Supplied entries START

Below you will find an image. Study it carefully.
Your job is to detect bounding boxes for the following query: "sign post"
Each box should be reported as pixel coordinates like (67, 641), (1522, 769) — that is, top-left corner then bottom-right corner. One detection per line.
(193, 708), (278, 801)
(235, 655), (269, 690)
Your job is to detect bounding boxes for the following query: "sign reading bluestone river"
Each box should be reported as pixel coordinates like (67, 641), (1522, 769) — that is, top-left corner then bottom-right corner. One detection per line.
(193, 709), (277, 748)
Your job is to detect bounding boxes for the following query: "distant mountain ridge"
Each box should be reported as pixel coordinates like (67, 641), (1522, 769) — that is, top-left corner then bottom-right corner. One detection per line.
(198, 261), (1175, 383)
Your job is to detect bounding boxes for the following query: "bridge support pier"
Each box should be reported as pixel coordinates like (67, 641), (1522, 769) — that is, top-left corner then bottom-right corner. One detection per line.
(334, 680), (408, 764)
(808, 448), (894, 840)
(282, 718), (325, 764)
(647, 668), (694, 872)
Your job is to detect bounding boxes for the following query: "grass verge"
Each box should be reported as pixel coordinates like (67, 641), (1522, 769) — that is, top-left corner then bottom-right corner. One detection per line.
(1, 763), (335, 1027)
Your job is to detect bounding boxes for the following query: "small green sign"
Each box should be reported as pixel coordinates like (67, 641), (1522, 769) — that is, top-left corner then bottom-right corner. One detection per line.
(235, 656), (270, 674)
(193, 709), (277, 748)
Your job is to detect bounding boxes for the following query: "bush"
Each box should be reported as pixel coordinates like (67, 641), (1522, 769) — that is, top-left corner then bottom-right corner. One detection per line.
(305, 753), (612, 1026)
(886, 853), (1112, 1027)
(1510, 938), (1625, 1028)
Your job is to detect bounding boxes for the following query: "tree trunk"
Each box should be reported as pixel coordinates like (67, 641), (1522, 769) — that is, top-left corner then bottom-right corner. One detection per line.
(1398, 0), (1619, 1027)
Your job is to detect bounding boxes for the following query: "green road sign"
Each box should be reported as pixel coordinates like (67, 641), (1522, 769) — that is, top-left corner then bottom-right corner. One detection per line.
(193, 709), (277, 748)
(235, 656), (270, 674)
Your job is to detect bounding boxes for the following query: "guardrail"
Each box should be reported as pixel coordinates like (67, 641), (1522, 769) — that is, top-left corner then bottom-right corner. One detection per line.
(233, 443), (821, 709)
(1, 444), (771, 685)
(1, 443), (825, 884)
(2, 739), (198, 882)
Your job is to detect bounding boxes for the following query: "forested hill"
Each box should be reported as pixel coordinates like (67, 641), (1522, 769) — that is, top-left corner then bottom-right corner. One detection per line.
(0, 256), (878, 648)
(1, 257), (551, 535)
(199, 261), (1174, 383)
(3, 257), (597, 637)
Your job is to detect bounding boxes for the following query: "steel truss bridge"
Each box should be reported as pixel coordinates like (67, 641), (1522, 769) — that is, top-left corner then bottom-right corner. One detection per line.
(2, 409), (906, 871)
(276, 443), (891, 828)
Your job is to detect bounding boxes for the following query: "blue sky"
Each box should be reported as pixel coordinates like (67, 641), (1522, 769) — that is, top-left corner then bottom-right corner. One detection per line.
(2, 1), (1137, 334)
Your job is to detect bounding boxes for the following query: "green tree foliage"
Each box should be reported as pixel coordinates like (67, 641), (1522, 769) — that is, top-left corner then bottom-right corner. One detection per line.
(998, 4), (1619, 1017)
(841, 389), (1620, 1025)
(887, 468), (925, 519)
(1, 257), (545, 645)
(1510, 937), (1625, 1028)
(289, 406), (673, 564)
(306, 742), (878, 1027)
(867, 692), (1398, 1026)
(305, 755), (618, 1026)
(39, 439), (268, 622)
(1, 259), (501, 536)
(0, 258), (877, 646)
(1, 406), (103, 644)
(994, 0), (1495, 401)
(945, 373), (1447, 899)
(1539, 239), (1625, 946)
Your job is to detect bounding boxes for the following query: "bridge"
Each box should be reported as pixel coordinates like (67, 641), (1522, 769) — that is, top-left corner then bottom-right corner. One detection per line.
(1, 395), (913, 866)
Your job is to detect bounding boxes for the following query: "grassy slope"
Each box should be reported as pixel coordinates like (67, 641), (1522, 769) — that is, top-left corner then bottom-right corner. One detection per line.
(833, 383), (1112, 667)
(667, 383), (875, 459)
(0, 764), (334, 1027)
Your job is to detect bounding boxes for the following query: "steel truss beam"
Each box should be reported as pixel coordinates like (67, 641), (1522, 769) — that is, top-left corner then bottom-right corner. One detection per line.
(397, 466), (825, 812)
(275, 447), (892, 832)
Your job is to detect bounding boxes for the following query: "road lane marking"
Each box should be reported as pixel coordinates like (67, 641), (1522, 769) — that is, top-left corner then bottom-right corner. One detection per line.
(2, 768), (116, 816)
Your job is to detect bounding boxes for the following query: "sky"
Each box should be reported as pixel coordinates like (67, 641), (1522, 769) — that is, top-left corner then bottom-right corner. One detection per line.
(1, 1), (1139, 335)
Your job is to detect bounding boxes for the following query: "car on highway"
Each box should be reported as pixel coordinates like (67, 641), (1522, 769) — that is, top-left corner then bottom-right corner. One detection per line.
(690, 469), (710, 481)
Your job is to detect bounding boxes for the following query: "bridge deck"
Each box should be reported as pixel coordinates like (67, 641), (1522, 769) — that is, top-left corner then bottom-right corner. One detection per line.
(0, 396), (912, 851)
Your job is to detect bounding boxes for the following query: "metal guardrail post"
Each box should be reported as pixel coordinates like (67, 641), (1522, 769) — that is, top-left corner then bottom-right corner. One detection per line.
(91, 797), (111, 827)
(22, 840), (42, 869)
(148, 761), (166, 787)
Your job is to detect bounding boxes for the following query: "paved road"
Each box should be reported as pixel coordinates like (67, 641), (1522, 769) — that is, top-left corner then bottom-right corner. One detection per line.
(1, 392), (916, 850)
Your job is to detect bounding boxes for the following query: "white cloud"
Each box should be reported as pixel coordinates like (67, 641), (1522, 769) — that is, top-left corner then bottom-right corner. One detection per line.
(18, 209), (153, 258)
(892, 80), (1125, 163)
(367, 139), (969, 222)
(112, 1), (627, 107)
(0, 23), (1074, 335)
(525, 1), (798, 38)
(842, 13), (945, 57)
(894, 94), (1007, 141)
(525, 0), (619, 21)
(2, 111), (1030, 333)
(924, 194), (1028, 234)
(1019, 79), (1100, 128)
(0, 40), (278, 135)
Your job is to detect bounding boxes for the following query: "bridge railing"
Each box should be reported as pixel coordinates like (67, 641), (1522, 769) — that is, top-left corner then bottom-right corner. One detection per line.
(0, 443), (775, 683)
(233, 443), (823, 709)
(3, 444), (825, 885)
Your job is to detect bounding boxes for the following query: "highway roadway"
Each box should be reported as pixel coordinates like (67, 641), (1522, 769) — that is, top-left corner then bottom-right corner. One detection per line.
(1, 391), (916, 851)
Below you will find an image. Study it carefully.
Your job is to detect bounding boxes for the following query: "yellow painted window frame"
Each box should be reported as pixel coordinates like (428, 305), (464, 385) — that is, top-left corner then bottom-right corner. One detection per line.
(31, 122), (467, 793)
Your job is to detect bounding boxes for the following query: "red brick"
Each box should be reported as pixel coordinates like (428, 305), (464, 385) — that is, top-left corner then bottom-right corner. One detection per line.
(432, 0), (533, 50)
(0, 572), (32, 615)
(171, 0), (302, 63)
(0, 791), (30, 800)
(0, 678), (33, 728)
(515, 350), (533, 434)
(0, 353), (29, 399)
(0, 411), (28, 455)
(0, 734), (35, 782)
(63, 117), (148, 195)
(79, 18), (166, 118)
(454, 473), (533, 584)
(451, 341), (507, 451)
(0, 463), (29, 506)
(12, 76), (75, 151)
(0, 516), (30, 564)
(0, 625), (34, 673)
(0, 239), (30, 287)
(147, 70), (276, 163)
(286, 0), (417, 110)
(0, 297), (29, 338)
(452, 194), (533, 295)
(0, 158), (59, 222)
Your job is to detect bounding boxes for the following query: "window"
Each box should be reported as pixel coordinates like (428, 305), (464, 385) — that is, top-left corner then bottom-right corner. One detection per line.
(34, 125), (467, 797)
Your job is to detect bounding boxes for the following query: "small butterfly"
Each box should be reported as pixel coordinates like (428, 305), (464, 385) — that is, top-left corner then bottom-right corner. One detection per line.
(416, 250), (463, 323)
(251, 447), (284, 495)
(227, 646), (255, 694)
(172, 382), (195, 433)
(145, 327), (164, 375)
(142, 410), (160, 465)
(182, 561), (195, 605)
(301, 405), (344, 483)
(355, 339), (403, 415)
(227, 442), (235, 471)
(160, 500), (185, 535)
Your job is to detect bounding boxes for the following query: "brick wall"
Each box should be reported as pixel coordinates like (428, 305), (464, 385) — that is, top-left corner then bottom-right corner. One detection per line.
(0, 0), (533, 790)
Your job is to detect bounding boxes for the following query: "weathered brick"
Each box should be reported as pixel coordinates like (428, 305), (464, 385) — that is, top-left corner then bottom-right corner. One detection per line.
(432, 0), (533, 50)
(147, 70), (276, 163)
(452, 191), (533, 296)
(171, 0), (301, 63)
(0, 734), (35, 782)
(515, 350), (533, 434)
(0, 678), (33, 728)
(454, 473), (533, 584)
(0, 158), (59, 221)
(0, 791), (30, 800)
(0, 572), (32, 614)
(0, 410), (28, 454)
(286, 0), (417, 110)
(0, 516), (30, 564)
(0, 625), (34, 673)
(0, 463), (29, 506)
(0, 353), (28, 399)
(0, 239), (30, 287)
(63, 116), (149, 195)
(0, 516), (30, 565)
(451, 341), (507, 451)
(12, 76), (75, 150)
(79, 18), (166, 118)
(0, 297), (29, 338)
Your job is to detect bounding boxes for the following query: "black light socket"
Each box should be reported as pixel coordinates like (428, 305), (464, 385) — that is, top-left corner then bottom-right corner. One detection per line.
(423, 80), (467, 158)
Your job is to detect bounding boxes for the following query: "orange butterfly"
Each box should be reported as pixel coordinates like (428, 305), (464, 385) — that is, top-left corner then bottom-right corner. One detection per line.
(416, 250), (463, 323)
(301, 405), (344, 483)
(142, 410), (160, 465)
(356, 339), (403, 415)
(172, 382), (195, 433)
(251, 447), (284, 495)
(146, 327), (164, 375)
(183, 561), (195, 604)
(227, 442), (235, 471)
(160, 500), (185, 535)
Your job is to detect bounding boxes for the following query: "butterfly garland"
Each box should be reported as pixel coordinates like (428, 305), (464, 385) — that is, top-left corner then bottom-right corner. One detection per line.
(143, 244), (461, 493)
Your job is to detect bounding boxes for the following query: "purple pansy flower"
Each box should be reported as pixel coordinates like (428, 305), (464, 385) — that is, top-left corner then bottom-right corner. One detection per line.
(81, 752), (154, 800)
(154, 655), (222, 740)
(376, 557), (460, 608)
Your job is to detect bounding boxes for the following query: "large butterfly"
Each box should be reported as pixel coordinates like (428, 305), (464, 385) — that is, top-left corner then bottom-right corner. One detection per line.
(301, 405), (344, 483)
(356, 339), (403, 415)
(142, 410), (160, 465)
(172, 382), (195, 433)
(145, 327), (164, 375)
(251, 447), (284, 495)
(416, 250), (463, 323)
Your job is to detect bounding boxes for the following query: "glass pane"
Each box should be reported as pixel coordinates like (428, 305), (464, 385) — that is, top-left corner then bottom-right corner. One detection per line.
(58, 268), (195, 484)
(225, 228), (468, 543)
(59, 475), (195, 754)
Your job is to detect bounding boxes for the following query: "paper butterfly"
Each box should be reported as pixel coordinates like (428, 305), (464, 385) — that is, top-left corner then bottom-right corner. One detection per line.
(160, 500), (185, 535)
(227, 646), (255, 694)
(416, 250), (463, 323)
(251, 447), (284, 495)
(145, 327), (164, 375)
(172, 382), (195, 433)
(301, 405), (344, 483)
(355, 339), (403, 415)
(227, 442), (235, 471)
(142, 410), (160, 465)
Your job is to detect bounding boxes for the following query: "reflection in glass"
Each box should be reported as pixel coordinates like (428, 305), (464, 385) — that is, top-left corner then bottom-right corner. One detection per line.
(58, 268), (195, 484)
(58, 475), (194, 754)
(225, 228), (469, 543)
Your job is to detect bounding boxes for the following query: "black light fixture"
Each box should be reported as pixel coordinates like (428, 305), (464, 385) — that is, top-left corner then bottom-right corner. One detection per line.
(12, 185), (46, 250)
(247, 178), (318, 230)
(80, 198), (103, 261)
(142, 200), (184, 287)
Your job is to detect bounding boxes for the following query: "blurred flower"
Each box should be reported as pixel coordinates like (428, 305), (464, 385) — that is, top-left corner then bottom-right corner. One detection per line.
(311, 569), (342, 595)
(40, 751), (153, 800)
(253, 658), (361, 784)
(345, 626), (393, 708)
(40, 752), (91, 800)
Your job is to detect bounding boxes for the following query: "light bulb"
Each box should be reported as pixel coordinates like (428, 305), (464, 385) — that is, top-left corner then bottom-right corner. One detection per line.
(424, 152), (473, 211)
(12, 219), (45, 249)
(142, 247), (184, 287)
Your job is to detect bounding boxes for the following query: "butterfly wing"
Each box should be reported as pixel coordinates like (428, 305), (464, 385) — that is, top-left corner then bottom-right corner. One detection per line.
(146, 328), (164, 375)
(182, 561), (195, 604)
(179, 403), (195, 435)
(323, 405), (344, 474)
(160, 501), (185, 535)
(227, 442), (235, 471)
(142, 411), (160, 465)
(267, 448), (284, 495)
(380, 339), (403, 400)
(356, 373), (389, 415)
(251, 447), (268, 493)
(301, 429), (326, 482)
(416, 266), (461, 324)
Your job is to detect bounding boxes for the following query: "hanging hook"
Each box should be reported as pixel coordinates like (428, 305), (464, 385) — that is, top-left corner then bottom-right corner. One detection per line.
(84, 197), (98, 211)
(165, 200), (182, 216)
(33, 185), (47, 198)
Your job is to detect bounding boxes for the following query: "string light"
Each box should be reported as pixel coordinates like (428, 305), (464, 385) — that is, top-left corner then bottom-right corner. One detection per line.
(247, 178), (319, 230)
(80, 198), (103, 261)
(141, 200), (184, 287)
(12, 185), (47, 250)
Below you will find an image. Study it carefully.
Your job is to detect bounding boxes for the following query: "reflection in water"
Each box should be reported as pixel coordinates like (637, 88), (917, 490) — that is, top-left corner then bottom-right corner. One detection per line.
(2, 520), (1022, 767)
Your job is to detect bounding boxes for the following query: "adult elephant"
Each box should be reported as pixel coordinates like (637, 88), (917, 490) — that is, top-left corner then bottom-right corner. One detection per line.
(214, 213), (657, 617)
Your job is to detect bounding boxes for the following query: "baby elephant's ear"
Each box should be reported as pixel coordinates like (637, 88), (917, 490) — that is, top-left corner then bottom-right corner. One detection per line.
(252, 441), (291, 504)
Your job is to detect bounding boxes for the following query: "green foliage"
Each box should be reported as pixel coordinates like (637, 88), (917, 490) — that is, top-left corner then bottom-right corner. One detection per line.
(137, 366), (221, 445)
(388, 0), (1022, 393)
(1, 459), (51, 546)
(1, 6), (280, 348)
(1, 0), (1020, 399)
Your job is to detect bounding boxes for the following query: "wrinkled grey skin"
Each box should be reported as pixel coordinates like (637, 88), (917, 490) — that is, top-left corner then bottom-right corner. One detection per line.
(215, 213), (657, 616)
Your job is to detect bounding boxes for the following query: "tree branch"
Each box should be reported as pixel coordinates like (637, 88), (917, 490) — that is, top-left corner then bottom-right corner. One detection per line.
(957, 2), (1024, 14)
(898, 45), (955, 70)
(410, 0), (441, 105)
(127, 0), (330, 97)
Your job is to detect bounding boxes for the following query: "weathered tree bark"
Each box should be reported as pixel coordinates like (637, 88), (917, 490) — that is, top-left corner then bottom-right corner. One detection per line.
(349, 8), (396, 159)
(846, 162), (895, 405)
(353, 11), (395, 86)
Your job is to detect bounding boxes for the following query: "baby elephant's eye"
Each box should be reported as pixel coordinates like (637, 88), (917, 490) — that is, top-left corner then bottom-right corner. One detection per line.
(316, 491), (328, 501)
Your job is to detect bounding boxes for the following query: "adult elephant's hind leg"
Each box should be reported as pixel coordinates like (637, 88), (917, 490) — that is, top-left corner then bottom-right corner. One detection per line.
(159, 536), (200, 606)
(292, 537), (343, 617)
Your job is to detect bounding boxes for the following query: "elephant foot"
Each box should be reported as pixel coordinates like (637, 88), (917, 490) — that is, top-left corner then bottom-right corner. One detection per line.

Supplied entries END

Problem requirements:
Your answer should be the lines above that contain the word "light", copied out.

Written solution:
Your job is to detect bounding boxes for the following query: "black light socket"
Your job is to detect bounding boxes for the following query: "black light fixture"
Your job is to detect bounding boxes for the following query: "light bulb"
Your job is to detect bounding boxes for the following query: "string light"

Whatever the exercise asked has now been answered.